_Prompt_
Reproduce all the rows below, swapping "drop a point on each instance" for "place a marker on every instance" wherever it occurs and changing nothing else. Leave the pictures out of your output.

_Material shown_
______

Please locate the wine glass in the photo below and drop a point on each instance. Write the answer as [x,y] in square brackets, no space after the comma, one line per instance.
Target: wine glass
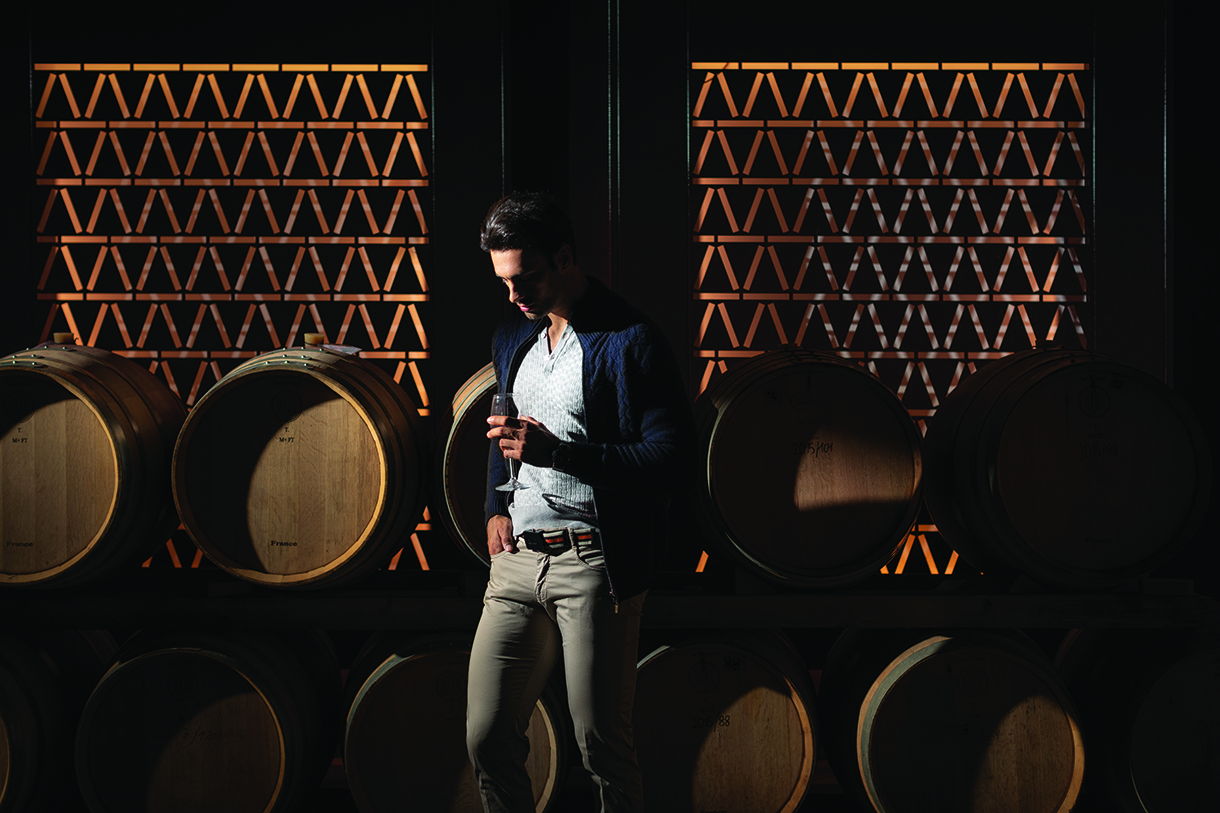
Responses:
[502,404]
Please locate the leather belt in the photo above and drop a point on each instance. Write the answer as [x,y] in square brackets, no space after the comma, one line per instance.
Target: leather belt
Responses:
[560,540]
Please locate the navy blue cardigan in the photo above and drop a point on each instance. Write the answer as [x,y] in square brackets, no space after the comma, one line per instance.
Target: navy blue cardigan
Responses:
[641,432]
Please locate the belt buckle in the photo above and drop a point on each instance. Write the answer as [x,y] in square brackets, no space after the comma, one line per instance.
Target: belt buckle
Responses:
[550,542]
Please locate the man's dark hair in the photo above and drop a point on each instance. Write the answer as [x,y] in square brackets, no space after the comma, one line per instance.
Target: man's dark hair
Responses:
[532,221]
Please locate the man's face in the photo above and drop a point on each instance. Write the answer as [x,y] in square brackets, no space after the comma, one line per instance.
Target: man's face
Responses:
[532,280]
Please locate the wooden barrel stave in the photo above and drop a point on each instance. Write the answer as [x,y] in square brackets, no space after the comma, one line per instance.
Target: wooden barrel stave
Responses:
[1069,466]
[301,468]
[462,477]
[955,720]
[86,438]
[45,679]
[725,720]
[405,742]
[197,723]
[1149,711]
[813,468]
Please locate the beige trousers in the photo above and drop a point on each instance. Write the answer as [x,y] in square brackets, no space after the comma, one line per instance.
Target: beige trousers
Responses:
[538,607]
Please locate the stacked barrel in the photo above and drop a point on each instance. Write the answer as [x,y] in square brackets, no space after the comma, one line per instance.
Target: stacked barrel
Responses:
[308,468]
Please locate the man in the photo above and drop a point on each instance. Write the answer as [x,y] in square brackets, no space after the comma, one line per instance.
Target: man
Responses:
[603,436]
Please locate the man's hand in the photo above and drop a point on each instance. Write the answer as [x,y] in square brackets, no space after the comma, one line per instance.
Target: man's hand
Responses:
[523,438]
[499,535]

______

_Output_
Please locate the wine glass in the photo below and place a marker on every instance. Write the answer as [x,y] in square brackets, no space after the comma, one line per instance.
Target: wine glass
Responses:
[502,404]
Please locate the leather belt in the photo above and place a marker on every instance. Write the answer as [x,y] in square brackets, no space after the comma, one line per instance.
Target: leather belt
Responses:
[560,540]
Please locate the navy blue cardigan in the photo above and place a marker on every instance. Write the answer as [x,y] in square brackets, no space after the comma, one line per instance.
Target: navy blue cardigan
Responses:
[641,432]
Please locate the belt buckle in the photo above and place a marker on every instance. Write the answer as [x,y] in square brackets, no space after the comma, one line per instance.
Target: belt buckle
Responses:
[550,542]
Please locate the man's dark hair in the photo above and place a marker on every instance. Write the answer as [x,y] in square brackets, no space after the comma, one line per instance.
Target: man's dark hair
Responses:
[532,221]
Please locate the man's face in the photo above and place a marker on every instance. Write the answer as [x,y] in square brackets, no space after the comma, one line per instance.
Target: man's face
Responses:
[532,280]
Please locate the wooden barrel stave in the photo above and place a marker on every instance. Write the answer as [x,y] in square brackets, no space after the comma, one line per instance.
Target: wooden barrel stave
Responses:
[1069,466]
[301,468]
[462,477]
[955,720]
[86,438]
[45,679]
[725,720]
[405,742]
[197,723]
[1149,711]
[813,468]
Please locate the beige trousers in the photo above and place a marker on every instance. Write the answer as [x,y] in square brackets, no space after the comma, one line per instance.
Target: beige trousers
Responses:
[538,607]
Please locate the stacked barrel in the photo above and place a marker on every instance. Write the answer as [x,y] in square brackets, no space after the comma, one line per instance.
Target: stacked barrel
Responses:
[308,468]
Please locate the man in the photo above and place a marker on every instance. Write the answer as [x,y] in square brackets, no space after the comma, one line per instance.
Target: man
Responses:
[603,436]
Please locate the man's hand in the photo above and place a marker on every instance. Write the answer as [x,y] in square brackets, no space after the comma, one line per instance.
Target: man's hand
Responses:
[523,438]
[499,535]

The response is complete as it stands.